• [EXERCISE DETAILS] In the entries below, count every line that has the string "image", and answer with that count alone.

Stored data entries
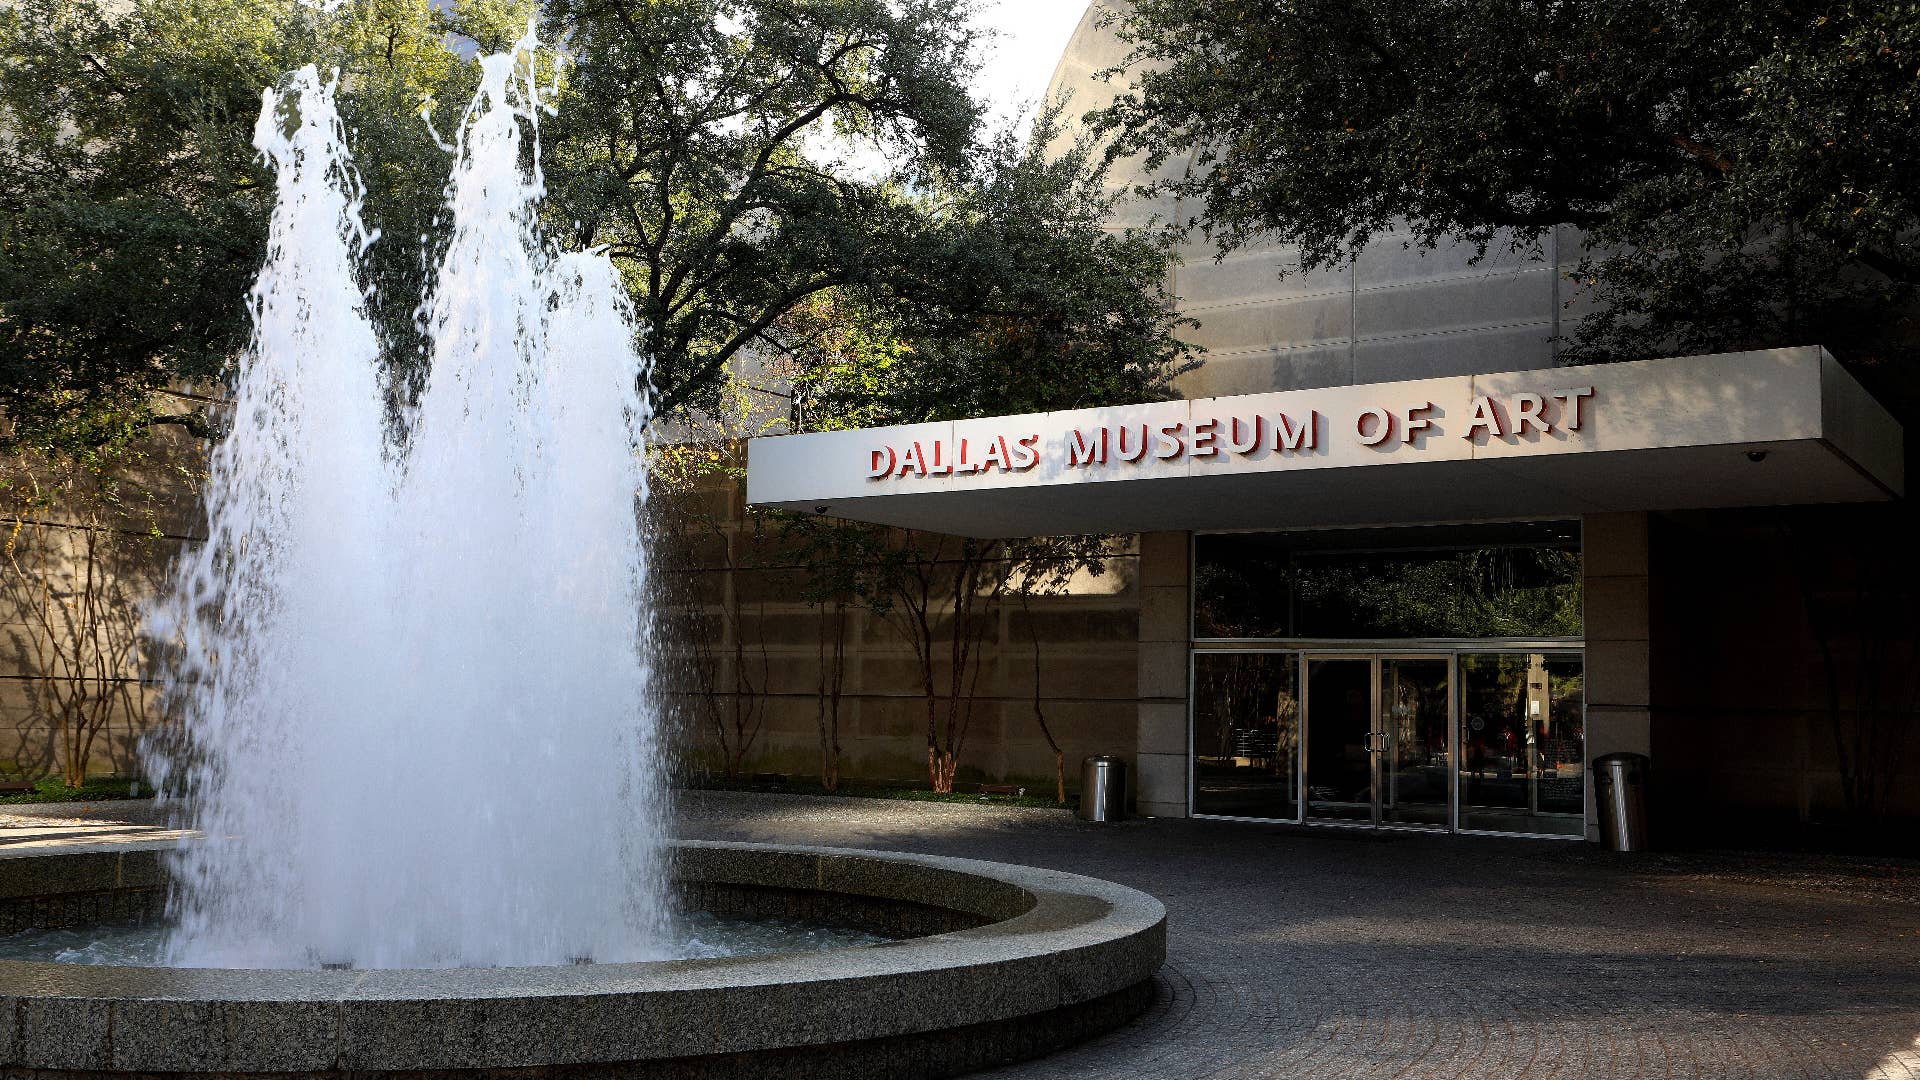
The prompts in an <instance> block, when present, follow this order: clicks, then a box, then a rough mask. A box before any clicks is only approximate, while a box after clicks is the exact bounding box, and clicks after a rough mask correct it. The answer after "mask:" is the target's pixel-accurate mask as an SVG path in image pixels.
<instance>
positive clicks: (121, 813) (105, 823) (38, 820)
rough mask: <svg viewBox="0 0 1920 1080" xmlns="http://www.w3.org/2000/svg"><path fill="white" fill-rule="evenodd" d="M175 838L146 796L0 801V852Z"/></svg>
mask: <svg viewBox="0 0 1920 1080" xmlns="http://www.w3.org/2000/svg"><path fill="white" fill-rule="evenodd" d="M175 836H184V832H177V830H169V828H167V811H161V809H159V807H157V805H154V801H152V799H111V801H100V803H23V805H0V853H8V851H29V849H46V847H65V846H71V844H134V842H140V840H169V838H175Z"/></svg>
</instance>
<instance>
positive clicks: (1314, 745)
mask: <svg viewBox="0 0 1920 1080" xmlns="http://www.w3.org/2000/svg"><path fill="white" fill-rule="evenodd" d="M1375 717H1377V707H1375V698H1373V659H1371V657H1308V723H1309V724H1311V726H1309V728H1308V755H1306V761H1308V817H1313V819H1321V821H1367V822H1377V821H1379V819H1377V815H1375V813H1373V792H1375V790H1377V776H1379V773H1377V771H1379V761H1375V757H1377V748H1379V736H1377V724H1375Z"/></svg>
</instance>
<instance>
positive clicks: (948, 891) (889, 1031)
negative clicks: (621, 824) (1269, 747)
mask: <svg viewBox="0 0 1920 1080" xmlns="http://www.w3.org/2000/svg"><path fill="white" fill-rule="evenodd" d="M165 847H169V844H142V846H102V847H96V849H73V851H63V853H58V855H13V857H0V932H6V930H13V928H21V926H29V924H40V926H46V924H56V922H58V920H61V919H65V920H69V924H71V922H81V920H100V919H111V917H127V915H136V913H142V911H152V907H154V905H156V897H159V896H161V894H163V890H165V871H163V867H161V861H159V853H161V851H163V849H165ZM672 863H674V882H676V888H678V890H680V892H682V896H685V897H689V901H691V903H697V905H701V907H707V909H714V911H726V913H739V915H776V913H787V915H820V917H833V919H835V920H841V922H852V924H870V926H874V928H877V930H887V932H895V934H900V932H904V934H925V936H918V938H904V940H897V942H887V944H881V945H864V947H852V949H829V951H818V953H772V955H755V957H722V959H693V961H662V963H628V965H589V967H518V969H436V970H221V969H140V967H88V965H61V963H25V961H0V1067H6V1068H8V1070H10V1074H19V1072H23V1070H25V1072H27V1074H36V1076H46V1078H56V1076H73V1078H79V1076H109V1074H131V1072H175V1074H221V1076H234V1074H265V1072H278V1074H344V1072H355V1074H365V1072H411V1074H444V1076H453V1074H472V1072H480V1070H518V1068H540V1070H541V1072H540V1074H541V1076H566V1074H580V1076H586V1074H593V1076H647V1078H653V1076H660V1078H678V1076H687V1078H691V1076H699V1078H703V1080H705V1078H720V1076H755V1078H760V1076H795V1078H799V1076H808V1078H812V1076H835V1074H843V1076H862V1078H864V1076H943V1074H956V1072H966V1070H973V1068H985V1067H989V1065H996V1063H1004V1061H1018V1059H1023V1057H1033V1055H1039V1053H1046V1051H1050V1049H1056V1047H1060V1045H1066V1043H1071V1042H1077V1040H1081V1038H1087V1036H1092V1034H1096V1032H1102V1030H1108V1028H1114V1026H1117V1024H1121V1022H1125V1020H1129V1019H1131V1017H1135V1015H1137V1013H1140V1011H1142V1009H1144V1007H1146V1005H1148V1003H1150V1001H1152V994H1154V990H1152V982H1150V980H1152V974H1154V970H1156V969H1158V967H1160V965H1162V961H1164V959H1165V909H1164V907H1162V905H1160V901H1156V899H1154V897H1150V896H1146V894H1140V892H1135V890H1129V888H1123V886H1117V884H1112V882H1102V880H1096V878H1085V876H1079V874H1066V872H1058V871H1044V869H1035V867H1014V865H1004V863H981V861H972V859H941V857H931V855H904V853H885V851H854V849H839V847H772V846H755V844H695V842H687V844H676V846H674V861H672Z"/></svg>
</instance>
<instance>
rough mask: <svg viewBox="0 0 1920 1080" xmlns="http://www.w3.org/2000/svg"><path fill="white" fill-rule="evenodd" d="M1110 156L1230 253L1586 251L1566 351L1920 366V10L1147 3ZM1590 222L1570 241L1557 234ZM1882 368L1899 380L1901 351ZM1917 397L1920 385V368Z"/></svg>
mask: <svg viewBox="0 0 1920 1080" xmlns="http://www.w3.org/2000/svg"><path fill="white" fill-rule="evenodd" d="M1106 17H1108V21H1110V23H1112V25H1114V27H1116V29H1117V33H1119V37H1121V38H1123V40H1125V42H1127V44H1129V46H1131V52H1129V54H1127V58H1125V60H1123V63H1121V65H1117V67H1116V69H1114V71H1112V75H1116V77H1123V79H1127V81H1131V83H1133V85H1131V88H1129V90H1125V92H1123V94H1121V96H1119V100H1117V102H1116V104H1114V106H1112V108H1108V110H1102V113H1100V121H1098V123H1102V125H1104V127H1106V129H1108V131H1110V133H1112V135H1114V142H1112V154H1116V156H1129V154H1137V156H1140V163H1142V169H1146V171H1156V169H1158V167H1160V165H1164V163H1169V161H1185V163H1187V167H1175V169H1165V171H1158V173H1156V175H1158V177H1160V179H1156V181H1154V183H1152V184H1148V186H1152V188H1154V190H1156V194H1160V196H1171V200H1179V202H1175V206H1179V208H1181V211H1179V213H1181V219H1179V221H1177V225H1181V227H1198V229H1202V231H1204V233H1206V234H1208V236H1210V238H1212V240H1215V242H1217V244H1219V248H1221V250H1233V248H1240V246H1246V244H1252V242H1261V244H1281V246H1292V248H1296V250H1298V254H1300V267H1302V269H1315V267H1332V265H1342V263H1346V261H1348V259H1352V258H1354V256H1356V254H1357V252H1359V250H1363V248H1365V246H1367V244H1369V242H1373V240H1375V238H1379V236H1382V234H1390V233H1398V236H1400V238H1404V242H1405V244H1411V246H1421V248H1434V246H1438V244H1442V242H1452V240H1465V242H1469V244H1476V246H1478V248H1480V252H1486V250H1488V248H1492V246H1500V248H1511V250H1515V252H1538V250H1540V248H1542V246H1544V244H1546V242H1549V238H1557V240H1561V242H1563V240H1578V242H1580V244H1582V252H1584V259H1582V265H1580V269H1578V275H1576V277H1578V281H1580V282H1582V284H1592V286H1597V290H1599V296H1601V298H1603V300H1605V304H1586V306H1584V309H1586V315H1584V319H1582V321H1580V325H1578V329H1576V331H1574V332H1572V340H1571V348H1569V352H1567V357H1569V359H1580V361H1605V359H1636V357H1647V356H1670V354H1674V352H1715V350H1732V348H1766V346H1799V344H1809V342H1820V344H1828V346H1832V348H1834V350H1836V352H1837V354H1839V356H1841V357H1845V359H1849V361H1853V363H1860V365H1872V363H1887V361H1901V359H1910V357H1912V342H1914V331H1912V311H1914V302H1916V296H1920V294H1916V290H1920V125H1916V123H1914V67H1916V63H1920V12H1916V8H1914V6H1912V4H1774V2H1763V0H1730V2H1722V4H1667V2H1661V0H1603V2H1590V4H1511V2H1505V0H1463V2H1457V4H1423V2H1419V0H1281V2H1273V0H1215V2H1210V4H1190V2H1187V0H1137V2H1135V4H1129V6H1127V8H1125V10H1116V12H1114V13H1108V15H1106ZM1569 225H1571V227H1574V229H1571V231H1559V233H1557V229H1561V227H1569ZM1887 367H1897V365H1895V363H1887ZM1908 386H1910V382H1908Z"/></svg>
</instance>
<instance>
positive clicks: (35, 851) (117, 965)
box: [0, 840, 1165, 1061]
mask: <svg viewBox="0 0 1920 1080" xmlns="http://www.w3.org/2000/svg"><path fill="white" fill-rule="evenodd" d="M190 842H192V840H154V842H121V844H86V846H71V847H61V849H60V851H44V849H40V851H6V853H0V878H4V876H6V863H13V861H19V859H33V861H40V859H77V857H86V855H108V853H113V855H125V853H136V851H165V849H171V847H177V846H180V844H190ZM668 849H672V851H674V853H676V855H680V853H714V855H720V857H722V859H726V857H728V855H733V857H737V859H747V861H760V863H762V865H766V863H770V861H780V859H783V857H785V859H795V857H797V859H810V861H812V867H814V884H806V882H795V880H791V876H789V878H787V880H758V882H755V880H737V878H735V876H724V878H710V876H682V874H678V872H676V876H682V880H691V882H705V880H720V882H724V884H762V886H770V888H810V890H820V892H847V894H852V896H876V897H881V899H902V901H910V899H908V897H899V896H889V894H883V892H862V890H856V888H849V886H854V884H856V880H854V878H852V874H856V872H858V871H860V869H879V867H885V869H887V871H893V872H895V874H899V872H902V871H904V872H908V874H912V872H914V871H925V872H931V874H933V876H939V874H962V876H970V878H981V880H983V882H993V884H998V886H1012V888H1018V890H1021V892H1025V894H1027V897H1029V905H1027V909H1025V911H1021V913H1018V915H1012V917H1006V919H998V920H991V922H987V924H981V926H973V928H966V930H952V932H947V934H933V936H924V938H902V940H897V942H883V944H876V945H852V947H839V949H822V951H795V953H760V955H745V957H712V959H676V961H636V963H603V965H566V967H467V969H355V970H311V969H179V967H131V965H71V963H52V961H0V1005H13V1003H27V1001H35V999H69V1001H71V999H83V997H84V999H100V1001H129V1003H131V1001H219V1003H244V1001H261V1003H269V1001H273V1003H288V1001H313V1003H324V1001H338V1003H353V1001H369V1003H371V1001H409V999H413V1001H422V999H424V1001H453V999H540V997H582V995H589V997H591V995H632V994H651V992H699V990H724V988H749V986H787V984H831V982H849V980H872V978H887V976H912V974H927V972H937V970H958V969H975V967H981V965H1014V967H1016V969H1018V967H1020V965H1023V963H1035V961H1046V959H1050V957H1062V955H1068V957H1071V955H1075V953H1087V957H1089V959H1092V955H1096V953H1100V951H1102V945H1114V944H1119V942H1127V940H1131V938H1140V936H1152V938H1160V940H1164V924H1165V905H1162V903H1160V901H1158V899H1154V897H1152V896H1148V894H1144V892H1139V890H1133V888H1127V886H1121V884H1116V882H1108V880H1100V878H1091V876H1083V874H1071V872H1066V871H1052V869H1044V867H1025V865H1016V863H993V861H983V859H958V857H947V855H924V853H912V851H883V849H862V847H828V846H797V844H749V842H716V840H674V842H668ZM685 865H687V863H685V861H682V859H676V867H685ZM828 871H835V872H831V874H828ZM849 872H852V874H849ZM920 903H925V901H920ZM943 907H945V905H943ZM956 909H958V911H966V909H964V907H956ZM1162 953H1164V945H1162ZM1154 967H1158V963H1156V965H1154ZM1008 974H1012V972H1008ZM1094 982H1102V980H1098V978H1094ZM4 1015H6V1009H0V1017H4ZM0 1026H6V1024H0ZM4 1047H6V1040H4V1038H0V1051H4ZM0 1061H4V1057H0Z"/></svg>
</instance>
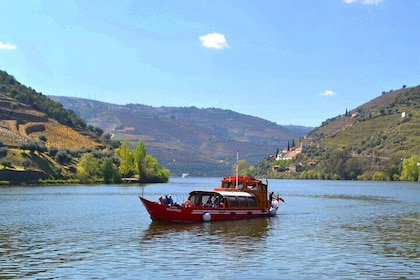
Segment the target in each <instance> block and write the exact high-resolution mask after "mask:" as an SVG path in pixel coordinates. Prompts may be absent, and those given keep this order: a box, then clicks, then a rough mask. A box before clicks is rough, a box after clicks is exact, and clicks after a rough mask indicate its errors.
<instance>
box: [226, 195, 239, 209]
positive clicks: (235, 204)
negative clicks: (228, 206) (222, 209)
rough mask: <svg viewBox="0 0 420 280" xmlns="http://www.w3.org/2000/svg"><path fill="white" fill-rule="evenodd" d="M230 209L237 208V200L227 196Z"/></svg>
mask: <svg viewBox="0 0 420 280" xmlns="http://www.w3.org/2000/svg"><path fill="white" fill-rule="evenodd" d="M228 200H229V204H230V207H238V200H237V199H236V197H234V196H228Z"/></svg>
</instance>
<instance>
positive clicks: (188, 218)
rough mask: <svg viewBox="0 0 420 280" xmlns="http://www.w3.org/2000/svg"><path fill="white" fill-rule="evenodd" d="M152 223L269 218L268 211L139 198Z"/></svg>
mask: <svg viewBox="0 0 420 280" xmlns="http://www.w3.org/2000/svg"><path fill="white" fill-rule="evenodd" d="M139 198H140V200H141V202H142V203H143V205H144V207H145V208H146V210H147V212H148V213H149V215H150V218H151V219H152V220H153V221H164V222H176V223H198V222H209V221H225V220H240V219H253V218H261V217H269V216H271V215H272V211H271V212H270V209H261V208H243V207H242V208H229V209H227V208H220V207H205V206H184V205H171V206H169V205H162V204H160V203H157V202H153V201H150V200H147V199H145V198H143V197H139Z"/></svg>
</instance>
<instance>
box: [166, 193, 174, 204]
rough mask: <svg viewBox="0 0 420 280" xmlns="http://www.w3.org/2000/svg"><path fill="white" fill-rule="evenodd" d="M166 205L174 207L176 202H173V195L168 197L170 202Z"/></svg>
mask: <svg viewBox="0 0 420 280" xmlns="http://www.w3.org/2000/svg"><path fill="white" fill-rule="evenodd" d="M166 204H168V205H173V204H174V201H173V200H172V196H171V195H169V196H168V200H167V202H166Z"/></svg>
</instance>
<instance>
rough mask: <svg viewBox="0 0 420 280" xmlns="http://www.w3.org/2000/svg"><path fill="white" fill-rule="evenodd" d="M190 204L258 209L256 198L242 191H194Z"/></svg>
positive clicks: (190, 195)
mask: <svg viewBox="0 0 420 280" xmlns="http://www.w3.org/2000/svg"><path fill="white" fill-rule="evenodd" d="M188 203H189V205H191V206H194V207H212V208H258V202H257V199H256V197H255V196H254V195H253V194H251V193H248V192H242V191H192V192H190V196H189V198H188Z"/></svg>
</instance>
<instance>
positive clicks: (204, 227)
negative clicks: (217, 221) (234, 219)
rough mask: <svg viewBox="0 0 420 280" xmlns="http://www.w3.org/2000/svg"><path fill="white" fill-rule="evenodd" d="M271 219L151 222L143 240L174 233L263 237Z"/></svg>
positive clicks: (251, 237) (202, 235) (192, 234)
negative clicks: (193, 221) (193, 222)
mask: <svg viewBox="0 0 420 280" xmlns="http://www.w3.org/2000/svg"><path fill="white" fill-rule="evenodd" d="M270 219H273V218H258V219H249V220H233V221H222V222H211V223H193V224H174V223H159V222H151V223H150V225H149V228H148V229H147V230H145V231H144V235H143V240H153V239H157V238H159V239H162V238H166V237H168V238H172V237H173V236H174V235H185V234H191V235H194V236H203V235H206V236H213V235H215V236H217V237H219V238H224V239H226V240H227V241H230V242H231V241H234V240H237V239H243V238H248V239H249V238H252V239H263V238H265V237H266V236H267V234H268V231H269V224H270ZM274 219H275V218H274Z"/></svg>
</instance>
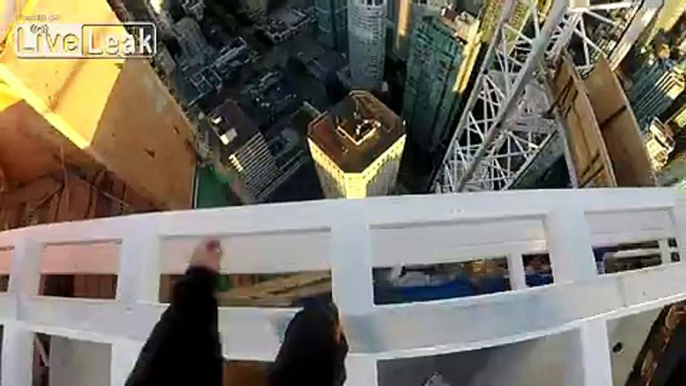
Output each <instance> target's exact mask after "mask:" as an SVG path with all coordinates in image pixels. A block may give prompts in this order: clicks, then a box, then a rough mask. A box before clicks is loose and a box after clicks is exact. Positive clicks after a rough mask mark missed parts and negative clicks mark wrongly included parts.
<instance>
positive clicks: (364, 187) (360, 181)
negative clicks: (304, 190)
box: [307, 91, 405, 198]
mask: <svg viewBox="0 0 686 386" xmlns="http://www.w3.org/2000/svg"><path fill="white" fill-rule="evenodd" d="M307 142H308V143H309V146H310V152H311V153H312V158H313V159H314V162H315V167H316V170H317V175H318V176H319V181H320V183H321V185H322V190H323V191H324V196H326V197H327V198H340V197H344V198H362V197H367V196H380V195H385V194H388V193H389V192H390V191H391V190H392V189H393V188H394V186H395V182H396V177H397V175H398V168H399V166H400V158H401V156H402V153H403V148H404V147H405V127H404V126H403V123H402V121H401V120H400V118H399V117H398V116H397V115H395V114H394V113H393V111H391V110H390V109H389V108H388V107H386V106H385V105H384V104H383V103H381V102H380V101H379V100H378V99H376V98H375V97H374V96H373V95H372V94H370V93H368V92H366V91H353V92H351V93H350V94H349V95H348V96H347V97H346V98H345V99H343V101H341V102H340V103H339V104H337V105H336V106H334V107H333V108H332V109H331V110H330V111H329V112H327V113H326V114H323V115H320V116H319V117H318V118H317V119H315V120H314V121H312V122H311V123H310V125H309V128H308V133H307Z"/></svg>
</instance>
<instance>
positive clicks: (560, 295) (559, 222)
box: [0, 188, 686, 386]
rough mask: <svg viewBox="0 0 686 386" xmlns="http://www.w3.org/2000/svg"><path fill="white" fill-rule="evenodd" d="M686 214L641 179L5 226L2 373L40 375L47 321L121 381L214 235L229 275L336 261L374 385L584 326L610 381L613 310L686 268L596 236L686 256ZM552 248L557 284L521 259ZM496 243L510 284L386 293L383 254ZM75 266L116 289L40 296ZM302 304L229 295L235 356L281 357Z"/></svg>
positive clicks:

• [EXERCISE ANSWER] 2